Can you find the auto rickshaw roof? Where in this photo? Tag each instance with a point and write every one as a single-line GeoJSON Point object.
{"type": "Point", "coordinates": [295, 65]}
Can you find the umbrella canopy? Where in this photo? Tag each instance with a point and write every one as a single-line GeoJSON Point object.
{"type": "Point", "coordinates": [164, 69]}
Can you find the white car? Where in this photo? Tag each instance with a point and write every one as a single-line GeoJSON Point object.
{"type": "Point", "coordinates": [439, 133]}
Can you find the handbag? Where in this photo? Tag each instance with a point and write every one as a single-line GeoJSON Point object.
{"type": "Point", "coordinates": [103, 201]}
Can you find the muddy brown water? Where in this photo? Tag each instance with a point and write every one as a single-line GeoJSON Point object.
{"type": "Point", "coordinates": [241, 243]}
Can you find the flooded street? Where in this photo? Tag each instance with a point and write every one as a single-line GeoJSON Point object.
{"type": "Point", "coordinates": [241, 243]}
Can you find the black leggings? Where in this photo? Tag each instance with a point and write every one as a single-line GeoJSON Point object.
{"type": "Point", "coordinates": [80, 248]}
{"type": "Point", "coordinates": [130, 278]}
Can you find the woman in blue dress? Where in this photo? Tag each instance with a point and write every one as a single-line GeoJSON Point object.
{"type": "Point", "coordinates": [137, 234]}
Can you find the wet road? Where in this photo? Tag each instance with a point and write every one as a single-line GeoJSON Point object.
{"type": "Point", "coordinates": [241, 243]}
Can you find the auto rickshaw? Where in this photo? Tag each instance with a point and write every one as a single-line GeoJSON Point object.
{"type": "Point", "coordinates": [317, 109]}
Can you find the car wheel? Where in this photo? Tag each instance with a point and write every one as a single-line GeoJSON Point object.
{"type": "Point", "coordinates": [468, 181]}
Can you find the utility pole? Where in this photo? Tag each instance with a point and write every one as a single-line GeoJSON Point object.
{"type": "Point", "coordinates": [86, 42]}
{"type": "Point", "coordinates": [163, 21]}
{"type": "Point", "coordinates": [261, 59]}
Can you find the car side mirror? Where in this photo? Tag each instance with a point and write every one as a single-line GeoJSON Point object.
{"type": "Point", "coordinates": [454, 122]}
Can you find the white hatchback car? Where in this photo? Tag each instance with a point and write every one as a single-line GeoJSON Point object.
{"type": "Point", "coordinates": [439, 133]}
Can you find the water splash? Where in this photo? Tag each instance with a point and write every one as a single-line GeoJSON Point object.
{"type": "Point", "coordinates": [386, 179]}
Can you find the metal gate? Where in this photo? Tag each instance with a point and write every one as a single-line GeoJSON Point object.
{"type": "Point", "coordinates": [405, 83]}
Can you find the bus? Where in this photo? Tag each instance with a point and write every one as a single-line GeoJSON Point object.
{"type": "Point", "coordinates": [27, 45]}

Work request: Exactly the lines from the one containing "Can you find the bus?" to the last line of the entries above must be duplicated, with both of those lines included and nothing more.

Completed exercise:
Can you find the bus? Where in this photo? Tag each instance with a point and write every one as a single-line GeoJSON Point object.
{"type": "Point", "coordinates": [27, 45]}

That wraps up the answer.